DATA SHOWN:
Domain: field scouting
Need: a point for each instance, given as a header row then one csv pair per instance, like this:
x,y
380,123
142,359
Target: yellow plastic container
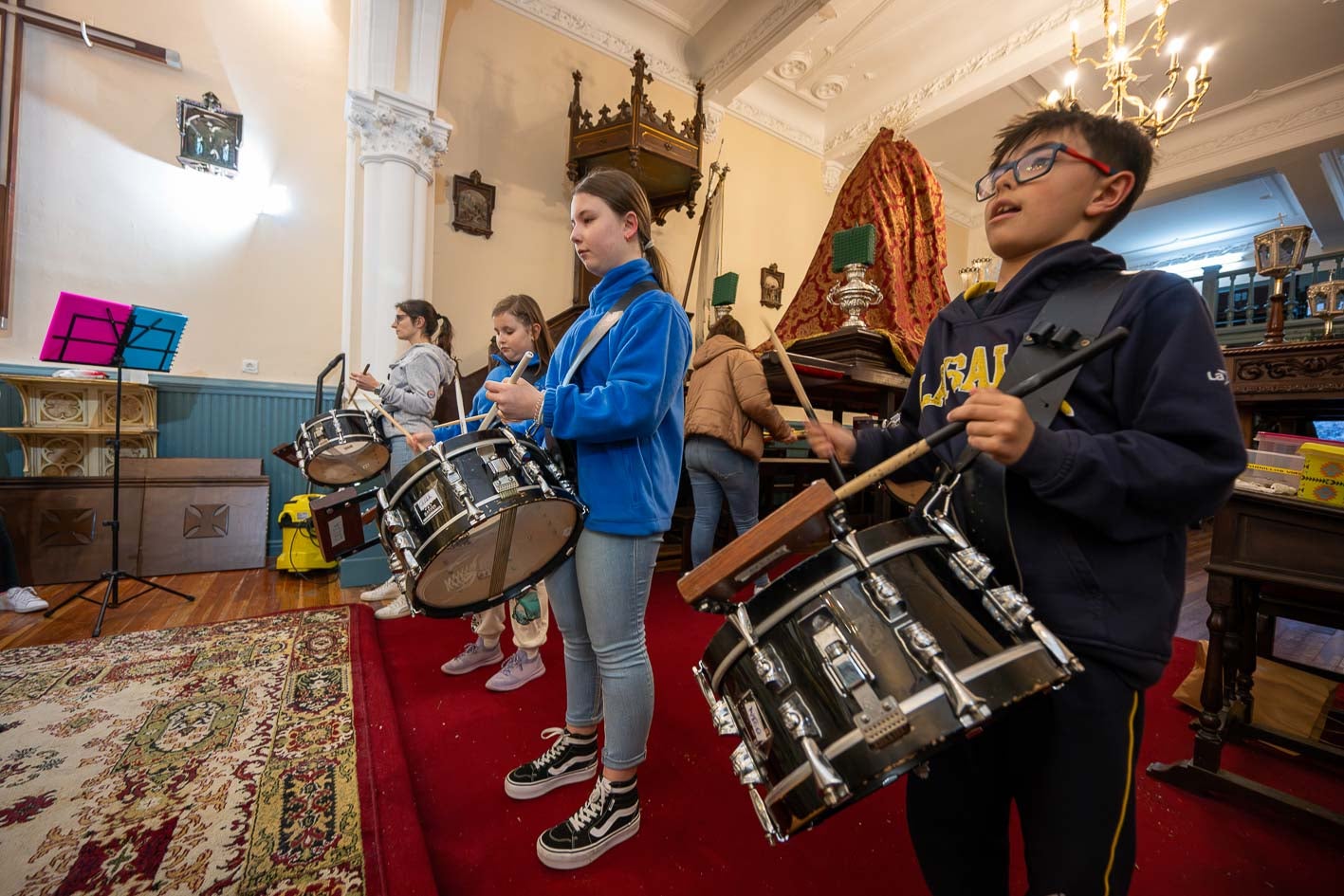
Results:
x,y
299,550
1323,473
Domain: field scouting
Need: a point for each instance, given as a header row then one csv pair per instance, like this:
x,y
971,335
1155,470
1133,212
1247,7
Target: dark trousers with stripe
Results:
x,y
1067,760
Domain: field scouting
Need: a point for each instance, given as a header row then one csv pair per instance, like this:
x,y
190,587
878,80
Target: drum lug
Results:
x,y
972,567
879,721
719,711
969,708
802,727
772,832
745,767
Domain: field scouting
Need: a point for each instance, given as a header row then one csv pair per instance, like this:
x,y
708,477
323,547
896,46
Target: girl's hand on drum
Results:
x,y
516,400
996,423
364,382
828,439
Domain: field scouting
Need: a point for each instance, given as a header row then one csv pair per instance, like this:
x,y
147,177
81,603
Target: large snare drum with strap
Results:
x,y
860,663
477,521
341,448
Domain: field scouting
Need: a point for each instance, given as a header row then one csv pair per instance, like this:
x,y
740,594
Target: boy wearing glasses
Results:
x,y
1096,504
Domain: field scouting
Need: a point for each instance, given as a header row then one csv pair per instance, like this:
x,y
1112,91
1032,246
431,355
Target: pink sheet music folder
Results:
x,y
80,332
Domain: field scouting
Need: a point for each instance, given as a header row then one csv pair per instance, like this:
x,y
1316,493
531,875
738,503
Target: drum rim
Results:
x,y
911,704
788,609
304,463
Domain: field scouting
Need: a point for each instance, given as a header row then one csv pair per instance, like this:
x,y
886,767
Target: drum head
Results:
x,y
525,539
345,463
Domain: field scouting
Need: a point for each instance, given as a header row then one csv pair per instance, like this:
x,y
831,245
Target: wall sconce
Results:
x,y
1327,302
1277,254
210,136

AIM OF THE EXERCISE:
Write out the whole listing exactly. Pictures stay out.

REPLY TO THE TASK:
Domain: field scouting
Need: a point for each instance, given as a header row then one csv pair per instance, like this:
x,y
380,123
142,359
Target: yellow plastic container
Results:
x,y
299,550
1323,473
Domain: field scouting
Need: a point for each instance, given as a header row then one csv pair per instance, like this:
x,y
971,335
1155,470
1133,212
1247,7
Target: dark trousers with stripe
Results:
x,y
1067,760
Domain: field scouting
Need: a point for each instance, given as a header row then one csv pair per instance, like this:
x,y
190,587
878,80
Target: drum lug
Results:
x,y
972,567
879,721
719,711
969,708
802,727
772,832
745,767
Domain: field scouting
Need: a point for each instance, given as a header row then one csv pair per instance, like this:
x,y
708,477
323,547
896,46
Target: girl's hand on drum
Results:
x,y
516,400
996,423
364,382
828,439
Domain: field scouting
Need: a point for each instance, given as a header row then one csv pair per instance, like this:
x,y
147,177
81,603
Target: large snare drum with strap
Results:
x,y
860,663
477,521
341,448
Domain: field scouting
Need: a point for each instance, given as a header row then one csv pair per instance, like this:
x,y
740,594
Target: boy wearing glasses
Results:
x,y
1096,504
Domain: field scouting
Need: a point for each instance, given as a header row then one csv pair per instance, like this:
x,y
1112,91
1032,246
431,355
Target: pink sheet music folder
Results:
x,y
80,332
Domain: field scouting
Need: a point for each instance, given as a header row then one csv pair per instance, like this:
x,y
1316,493
531,875
738,503
Target: drum rim
Results:
x,y
911,704
788,609
304,463
Domain: field scouting
Need: a point for each instance, given as a header row then one csv pair per instance, like this:
x,y
886,767
Target: drum head
Results:
x,y
525,539
345,463
Domain: field scouting
Need: a point for each instance, given as a header row then one csv pair per instance, like this:
x,y
831,245
Target: wall sconce
Results:
x,y
1327,302
1277,254
210,136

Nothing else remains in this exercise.